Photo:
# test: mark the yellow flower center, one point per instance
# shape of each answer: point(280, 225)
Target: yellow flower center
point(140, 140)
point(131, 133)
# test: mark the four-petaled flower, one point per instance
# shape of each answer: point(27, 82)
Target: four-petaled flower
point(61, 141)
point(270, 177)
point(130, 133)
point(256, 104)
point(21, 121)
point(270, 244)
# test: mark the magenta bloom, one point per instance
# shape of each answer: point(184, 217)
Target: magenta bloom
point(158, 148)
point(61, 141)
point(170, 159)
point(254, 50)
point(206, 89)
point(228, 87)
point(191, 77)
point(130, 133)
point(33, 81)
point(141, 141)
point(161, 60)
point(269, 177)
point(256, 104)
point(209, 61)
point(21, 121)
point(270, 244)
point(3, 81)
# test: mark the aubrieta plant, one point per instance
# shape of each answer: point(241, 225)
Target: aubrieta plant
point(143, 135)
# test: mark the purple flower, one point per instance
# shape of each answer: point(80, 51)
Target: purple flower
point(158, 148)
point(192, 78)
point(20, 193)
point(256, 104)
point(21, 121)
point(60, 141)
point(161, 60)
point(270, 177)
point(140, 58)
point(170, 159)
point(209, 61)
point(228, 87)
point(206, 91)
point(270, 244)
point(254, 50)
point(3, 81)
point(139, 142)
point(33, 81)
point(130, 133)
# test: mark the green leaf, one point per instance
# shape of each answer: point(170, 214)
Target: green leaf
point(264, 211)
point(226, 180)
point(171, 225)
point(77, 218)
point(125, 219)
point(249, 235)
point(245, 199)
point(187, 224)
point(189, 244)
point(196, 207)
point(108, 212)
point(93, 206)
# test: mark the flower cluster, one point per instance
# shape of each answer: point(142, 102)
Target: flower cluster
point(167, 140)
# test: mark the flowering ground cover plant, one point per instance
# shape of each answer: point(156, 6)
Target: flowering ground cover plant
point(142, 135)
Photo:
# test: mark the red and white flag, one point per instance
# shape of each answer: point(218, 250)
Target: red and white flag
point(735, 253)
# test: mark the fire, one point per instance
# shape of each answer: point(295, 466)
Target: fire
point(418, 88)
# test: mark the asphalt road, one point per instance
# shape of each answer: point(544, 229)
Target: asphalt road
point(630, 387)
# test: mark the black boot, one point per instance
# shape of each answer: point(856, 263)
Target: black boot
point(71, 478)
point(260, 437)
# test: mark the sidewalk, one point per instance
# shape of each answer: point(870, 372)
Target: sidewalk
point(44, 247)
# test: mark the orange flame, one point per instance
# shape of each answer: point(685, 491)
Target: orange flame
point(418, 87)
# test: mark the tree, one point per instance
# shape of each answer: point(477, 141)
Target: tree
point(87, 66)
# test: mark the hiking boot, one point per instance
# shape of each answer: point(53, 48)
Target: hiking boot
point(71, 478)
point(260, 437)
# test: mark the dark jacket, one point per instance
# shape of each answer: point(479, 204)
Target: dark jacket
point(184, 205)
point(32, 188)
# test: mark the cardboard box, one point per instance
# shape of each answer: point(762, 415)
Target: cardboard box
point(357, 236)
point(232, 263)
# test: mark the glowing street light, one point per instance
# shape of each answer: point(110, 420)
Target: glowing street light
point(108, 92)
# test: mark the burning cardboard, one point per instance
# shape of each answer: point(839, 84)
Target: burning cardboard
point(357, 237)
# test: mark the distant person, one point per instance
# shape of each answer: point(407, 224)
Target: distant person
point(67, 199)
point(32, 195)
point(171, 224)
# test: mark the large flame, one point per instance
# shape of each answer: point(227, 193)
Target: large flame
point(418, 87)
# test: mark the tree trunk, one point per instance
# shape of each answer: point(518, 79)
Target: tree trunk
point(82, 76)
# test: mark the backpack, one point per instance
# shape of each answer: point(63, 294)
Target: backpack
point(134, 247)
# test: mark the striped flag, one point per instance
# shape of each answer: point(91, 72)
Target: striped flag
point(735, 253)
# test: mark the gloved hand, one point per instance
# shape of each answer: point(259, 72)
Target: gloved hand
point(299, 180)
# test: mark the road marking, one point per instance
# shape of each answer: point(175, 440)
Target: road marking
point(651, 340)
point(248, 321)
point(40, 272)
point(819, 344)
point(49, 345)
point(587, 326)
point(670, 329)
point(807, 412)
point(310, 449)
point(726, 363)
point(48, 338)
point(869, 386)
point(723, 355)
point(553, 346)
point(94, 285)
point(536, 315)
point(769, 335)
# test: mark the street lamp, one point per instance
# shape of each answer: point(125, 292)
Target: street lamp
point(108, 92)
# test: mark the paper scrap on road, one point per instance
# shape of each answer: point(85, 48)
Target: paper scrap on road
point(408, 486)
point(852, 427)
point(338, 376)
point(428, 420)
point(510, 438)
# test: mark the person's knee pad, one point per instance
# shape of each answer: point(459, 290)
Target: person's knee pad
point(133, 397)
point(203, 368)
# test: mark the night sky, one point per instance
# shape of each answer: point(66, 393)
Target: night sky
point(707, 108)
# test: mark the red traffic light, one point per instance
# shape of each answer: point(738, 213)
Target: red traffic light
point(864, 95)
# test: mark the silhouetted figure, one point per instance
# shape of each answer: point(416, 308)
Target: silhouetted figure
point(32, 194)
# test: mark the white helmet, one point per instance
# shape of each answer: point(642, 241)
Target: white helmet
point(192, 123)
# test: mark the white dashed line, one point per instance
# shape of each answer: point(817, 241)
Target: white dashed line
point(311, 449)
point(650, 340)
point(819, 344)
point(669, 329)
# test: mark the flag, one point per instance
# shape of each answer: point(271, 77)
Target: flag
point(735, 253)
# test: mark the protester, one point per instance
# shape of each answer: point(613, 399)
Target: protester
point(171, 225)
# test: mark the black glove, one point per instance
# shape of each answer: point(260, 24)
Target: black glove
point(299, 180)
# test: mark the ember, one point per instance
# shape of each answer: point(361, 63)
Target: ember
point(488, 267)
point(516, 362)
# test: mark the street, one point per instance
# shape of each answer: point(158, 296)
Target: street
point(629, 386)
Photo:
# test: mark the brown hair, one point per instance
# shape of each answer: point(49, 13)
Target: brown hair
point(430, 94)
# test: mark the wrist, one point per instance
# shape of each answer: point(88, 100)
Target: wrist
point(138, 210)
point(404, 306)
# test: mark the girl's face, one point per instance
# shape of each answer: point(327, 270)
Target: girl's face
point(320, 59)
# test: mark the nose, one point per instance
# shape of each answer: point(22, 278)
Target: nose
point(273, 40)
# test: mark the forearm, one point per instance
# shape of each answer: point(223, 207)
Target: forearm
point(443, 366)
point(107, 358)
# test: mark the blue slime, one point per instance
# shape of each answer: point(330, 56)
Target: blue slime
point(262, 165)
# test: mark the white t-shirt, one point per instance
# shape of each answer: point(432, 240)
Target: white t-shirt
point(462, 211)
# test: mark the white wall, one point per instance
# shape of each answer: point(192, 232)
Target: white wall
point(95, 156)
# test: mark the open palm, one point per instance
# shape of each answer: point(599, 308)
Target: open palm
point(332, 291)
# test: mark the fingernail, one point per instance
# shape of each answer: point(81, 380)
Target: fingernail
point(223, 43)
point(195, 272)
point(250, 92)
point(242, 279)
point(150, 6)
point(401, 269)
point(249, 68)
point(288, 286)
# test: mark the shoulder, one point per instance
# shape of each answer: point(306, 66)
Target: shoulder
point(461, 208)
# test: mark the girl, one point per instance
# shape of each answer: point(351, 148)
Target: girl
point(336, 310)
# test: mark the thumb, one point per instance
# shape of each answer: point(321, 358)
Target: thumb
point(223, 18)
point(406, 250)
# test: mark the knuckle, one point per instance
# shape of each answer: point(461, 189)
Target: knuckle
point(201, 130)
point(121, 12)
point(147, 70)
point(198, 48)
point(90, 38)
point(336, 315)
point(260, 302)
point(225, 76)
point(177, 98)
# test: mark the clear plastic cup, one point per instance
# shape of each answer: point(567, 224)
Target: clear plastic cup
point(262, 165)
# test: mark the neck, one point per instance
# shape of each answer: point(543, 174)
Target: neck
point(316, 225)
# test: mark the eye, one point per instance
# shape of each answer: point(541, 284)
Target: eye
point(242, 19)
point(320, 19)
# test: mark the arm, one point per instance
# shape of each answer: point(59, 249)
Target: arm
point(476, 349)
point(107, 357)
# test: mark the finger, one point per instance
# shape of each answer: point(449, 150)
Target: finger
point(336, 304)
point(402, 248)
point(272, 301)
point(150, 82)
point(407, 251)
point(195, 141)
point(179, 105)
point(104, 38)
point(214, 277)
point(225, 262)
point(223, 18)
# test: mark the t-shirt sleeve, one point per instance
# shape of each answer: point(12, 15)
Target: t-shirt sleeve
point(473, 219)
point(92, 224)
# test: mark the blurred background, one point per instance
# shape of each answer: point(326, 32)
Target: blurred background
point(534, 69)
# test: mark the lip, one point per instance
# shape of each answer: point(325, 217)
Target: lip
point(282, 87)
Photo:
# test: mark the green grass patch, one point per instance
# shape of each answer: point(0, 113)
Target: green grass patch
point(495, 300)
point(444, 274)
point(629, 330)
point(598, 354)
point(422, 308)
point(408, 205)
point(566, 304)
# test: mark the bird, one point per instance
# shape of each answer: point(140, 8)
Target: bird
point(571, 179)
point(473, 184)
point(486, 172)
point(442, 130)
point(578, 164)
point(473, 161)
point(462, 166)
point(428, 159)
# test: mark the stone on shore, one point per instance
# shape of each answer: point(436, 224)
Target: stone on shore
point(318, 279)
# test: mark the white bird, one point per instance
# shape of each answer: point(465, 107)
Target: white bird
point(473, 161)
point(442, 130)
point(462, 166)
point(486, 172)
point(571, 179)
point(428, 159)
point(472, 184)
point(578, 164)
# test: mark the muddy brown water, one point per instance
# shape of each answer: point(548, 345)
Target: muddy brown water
----------
Reproduce word for word the lines from the start of the items up to and including the line that contains "point(131, 133)".

Photo:
# test: mark the yellow flower center, one point per instance
# shape of each answer: point(280, 225)
Target: yellow flower center
point(140, 140)
point(131, 133)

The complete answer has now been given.